→ **WHAT YOU WILL DO**:
Format each of the lines below as an item in a numbered list, leaving out any blank lines.

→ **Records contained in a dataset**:
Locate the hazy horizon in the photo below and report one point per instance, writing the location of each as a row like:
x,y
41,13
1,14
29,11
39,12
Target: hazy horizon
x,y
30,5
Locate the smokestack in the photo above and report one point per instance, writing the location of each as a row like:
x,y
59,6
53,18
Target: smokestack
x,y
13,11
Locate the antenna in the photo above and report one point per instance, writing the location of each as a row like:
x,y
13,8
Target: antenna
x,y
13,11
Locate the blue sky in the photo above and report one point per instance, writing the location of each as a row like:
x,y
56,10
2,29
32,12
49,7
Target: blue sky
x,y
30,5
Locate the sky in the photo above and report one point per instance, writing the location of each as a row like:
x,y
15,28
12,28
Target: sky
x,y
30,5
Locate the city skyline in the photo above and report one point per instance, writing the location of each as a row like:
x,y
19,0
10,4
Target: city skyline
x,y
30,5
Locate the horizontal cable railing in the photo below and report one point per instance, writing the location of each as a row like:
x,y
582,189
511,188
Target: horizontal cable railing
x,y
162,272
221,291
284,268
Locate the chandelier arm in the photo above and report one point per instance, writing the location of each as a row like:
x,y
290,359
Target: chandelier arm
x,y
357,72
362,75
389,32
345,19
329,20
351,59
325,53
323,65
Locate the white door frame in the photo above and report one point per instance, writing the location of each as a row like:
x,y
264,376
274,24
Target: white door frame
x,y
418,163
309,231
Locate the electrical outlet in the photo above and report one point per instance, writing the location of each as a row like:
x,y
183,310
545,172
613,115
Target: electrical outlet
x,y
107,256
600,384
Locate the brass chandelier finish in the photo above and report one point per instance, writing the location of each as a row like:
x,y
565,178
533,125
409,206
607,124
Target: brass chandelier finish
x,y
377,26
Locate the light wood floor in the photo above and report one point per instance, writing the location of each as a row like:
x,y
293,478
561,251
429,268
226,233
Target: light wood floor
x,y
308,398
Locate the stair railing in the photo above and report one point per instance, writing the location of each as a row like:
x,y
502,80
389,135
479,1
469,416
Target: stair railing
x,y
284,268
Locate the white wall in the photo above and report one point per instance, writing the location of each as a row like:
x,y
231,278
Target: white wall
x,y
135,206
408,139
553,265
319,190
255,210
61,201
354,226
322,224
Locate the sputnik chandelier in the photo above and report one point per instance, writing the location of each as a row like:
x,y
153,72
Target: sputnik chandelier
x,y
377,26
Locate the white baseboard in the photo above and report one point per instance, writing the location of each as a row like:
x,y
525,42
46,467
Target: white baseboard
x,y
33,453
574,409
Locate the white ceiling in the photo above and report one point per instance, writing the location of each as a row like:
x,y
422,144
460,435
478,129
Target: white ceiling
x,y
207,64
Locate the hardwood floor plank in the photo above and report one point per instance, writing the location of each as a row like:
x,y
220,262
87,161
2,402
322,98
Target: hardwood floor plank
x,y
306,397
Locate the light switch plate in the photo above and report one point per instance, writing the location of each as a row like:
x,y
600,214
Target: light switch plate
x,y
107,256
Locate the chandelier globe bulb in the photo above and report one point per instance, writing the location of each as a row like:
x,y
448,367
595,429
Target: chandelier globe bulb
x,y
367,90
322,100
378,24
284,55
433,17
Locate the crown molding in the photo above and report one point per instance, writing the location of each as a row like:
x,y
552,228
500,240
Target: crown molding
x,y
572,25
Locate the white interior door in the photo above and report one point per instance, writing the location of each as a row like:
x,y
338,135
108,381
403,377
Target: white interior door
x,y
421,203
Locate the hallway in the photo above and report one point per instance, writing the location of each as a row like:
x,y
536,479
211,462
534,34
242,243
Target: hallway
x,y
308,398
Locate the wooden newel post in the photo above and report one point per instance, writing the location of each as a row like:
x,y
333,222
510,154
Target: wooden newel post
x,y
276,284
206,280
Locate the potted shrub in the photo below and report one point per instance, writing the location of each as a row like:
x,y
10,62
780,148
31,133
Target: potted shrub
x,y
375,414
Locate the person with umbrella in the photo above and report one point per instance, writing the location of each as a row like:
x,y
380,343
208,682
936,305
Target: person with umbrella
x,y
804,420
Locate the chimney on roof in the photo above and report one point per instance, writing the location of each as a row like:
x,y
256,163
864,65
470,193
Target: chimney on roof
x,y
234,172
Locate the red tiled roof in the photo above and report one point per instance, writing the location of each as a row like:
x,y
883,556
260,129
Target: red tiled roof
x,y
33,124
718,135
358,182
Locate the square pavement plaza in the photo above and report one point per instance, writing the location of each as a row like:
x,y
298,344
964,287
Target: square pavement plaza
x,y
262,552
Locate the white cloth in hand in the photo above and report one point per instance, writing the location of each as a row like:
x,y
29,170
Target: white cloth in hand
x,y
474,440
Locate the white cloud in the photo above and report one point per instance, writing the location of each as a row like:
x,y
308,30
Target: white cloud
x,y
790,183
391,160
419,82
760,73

→ **WRITTEN ANSWER**:
1. Locate the hazy horizon in the photo below and report one point per instance, writing the location of each as a row like:
2. x,y
3. 41,13
4. 1,14
5. 29,11
6. 39,12
7. Target: hazy horizon
8. x,y
9. 30,5
10. Locate the smokestack in the photo above and report one point per instance, writing the location of each as a row like:
11. x,y
12. 59,6
13. 53,18
14. Target: smokestack
15. x,y
16. 13,11
17. Locate the antenna in the photo above and report one point per instance, writing the location of each as a row like:
18. x,y
19. 13,8
20. Target: antenna
21. x,y
22. 13,11
23. Locate the blue sky in the photo above and report one point per instance, writing the location of each as a row like:
24. x,y
25. 56,10
26. 2,29
27. 32,12
28. 49,7
29. Target: blue sky
30. x,y
31. 30,5
32. Locate the sky in the photo above and report one point per instance, writing the location of each as a row like:
33. x,y
34. 15,28
35. 12,28
36. Target: sky
37. x,y
38. 30,5
39. Locate the city skyline in the photo above and report one point per instance, writing the location of each as a row like:
40. x,y
41. 19,0
42. 10,4
43. Target: city skyline
44. x,y
45. 30,5
46. Locate the horizontal cable railing in the photo below and report one point per instance, writing the location of each as a row like:
47. x,y
48. 582,189
49. 511,188
50. Target: horizontal cable railing
51. x,y
52. 162,272
53. 221,291
54. 284,268
55. Locate the chandelier arm in the photo above and report one point per instance, writing the location of each as a row like:
56. x,y
57. 290,359
58. Target: chandelier arm
59. x,y
60. 357,72
61. 362,75
62. 389,32
63. 345,19
64. 329,20
65. 351,59
66. 325,53
67. 323,65
68. Locate the white door frame in the photo above and report one point per instance, writing the location of each as a row like:
69. x,y
70. 264,376
71. 274,24
72. Target: white door frame
73. x,y
74. 418,163
75. 309,231
76. Locate the electrical outlet in the photo above and report one point per instance, writing the location of each as a row like:
77. x,y
78. 183,310
79. 545,172
80. 613,115
81. Target: electrical outlet
82. x,y
83. 107,256
84. 600,384
85. Locate the brass chandelier finish in the photo above and report one point per instance, writing the location of each as a row like:
86. x,y
87. 565,178
88. 533,125
89. 409,206
90. 607,124
91. Target: brass chandelier finish
92. x,y
93. 377,26
94. Locate the light wood floor in the photo above and report one point per instance, writing the location of each as a row like:
95. x,y
96. 293,478
97. 561,251
98. 429,268
99. 226,233
100. Target: light wood floor
101. x,y
102. 308,398
103. Locate the stair railing in the photo above and report one point per instance, writing the location of each as a row like:
104. x,y
105. 502,80
106. 389,135
107. 479,1
108. 469,416
109. Target: stair railing
110. x,y
111. 284,268
112. Locate the white wall in the photo above and report one point per instance, writing the location of each as a row like:
113. x,y
114. 231,278
115. Target: white wall
116. x,y
117. 135,206
118. 408,139
119. 553,265
120. 319,190
121. 255,210
122. 61,201
123. 354,226
124. 322,224
125. Locate the sputnik chandelier in the photo above and report one point per instance, writing the location of each as a row like:
126. x,y
127. 153,72
128. Target: sputnik chandelier
129. x,y
130. 377,26
131. Locate the white baseboard in the photo above and report one point per instance, writing the location of each as a row like:
132. x,y
133. 525,42
134. 46,467
135. Target: white baseboard
136. x,y
137. 33,453
138. 574,409
139. Locate the white ceiling in the photo above and report one point per instance, writing the location of each as a row like:
140. x,y
141. 422,144
142. 460,435
143. 478,129
144. Target: white ceiling
145. x,y
146. 207,64
147. Locate the hardwood floor plank in the photo above and report one point per instance, writing the location of each as a row like:
148. x,y
149. 220,262
150. 87,161
151. 2,402
152. 322,98
153. Target: hardwood floor plank
154. x,y
155. 306,397
156. Locate the light switch plate in the photo above and report one point per instance, writing the location of each as a row like:
157. x,y
158. 600,214
159. Target: light switch plate
160. x,y
161. 107,256
162. Locate the chandelier globe bulb in the photo above and report one point per instance, writing the location of each as a row like:
163. x,y
164. 448,367
165. 595,429
166. Target: chandelier globe bulb
167. x,y
168. 367,90
169. 322,100
170. 378,24
171. 284,55
172. 433,17
173. Locate the crown molding in the photo above and report one point per instance, writing the location of each as a row like:
174. x,y
175. 552,228
176. 500,240
177. Target: crown molding
178. x,y
179. 572,25
180. Locate the white interior door in the photo above and report one point per instance, writing the location of each as a row like:
181. x,y
182. 338,135
183. 108,381
184. 403,377
185. Target: white interior door
186. x,y
187. 421,203
188. Locate the hallway in the photo above and report one point per instance, writing the location of each as a row like:
189. x,y
190. 536,479
191. 211,462
192. 534,34
193. 242,243
194. Target: hallway
195. x,y
196. 308,398
197. Locate the wooden newel post in the photo above and report one point per instance, writing the location of each as a row like:
198. x,y
199. 333,222
200. 510,154
201. Target: wooden newel post
202. x,y
203. 276,284
204. 206,280
205. Locate the potted shrub in the photo below and report one point per instance, writing the location of each as a row like:
206. x,y
207. 10,62
208. 780,148
209. 31,133
210. Target: potted shrub
211. x,y
212. 375,414
213. Locate the person with umbrella in the photo above and report one point per instance, writing the location of each as a row like:
214. x,y
215. 380,343
216. 208,682
217. 936,305
218. Target: person with umbrella
219. x,y
220. 804,420
221. Locate the chimney on roof in the photo above and report one point per instance, writing the location of each as a row like:
222. x,y
223. 256,163
224. 864,65
225. 470,193
226. Target: chimney on roof
227. x,y
228. 234,172
229. Locate the red tiled roof in the photo above and report one point per instance, writing the location of each as a row like:
230. x,y
231. 883,556
232. 260,129
233. Target: red tiled roof
234. x,y
235. 33,124
236. 718,135
237. 358,182
238. Locate the square pavement plaza in the photo above and report one point per instance, writing the location of each as a row like:
239. x,y
240. 298,344
241. 964,287
242. Target: square pavement plaza
243. x,y
244. 262,552
245. Locate the white cloth in hand in the photo above and report one point per instance, writing the location of each as a row like:
246. x,y
247. 29,170
248. Target: white cloth in hand
249. x,y
250. 474,440
251. Locate the white cloud in the photo above and report one point per instance, writing the location of each as a row like:
252. x,y
253. 308,30
254. Target: white cloud
255. x,y
256. 790,183
257. 391,160
258. 419,82
259. 760,73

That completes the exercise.